▸ **TASK LIST**:
• 1. Using the report on violence in Nepal, answer each question:
(a) Where is the town of Patlaiya in relation to Katmandu?
(b) How many soldiers were injured in the truck ambush?
(c) How many people have died in the communist insurgency since 1996?
• 2. In one to three sentences, explain why the report on violence in Nepal says the rebels lifted their blockade of the highways.

[[ PAGE EXCERPT open ]]

Fresh wave of violence in Nepal leaves 14 dead
The rebels ambushed an army truck carrying soldiers on a regular patrol near the town of Patlaiya, about 160 miles south of Katmandu, killing eight of them, police said.
Another 10 soldiers suffered injuries in the attack and have been transported to hospitals, said a spokesman at the army headquarters in Katmandu.
Meanwhile, in the nearby town of Butwal, suspected rebels fatally shot the town’s police chief and his assistant. The rebels escaped after the attack.
Separately, insurgents killed four people in overnight attacks on villages in the south, police said. Villagers in the area have shown rare defiance of the rebels, killing 21 guerrillas in the past few days.
The rebels announced that they were lifting the blockade to ease the discomfort of the common people. However, they vowed to step up their campaign against the army.
“We are going to start a new phase of movement increasing military resistance and mass movement of people,” rebel chief Pushpa Kamal Dahal, also known as Prachanda, said in a statement.
A Nepalese army spokesman declined to comment.
The insurgents, who have been fighting for more than eight years to topple the monarchy and install communist rule, had blocked the country’s highways using crude bombs, mines and boulders, disrupting deliveries of basic supplies across the Himalayan kingdom and choking off major cities.
More than 10,500 people have died in the communist insurgency since 1996.

[[ PAGE EXCERPT closed ]]
[[ MATERIAL PROVIDED open ]]

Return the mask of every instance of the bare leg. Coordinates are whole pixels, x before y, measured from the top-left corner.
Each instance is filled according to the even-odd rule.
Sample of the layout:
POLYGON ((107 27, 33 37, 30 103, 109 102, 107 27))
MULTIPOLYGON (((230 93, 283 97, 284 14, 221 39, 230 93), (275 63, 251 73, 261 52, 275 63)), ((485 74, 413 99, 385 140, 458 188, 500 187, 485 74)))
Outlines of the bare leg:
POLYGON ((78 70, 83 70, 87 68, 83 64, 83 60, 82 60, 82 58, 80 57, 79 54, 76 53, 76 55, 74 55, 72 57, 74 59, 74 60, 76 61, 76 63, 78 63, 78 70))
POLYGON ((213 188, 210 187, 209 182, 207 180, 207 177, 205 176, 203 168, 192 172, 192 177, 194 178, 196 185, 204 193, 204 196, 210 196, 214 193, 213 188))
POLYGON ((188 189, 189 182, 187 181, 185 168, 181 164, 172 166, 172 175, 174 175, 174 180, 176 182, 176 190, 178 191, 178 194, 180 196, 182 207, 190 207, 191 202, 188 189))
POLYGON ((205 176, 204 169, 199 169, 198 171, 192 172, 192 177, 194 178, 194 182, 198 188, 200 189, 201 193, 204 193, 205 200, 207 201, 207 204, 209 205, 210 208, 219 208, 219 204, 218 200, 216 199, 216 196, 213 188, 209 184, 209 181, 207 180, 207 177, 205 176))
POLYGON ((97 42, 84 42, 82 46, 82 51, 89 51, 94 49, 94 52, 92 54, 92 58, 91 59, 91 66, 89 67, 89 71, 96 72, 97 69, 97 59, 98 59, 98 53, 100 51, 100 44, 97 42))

[[ MATERIAL PROVIDED closed ]]

▸ **RESULTS OF THE TASKS**:
• 1.
(a) About 160 miles south of Katmandu.
(b) 10 soldiers.
(c) More than 10,500 people.

• 2. The rebels said they were lifting the blockade to ease the discomfort of the common people. The blockade had disrupted deliveries of basic supplies across the kingdom and choked off major cities.